_Requirements_
Copy each line of the data below that contains the word "agave".

== Recorded data

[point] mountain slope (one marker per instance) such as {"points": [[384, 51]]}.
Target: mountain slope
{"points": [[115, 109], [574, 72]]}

====
== Recorded data

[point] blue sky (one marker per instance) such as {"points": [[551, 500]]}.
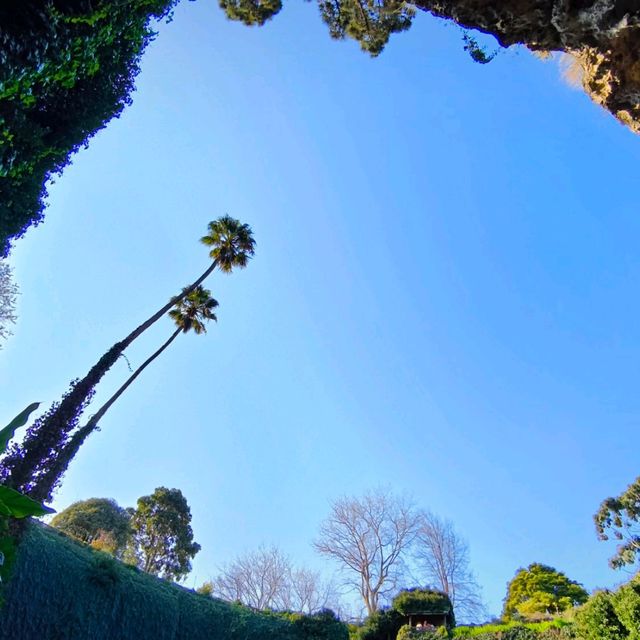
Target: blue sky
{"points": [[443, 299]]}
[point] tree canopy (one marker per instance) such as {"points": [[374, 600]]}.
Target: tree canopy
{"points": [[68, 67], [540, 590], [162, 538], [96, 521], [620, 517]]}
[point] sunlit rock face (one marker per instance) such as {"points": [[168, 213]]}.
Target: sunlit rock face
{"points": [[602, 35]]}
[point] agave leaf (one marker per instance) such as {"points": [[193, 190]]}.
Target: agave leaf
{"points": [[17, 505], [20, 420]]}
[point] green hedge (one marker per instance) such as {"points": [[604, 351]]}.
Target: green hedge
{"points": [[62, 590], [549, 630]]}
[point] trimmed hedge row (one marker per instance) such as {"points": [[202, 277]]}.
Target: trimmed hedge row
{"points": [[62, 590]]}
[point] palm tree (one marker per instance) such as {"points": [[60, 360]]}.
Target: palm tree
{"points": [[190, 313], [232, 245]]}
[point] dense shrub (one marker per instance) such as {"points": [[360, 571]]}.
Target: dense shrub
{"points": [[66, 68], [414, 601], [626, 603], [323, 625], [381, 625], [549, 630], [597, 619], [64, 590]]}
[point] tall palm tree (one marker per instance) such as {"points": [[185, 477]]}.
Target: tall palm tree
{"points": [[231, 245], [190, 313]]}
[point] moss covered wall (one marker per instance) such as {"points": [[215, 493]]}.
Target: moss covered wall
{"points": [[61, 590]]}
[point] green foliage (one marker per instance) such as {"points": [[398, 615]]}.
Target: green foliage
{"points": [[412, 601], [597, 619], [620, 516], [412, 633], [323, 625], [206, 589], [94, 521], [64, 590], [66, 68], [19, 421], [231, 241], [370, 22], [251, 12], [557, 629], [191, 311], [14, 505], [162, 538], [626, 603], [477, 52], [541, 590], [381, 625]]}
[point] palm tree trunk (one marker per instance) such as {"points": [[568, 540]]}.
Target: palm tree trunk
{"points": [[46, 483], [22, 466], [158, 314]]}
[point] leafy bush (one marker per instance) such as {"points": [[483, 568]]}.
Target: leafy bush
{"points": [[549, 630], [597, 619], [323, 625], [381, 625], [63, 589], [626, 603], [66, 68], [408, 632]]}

====

_Exercise answer_
[point] agave leaf (one marker per instance) such as {"points": [[193, 190]]}.
Target: agave leaf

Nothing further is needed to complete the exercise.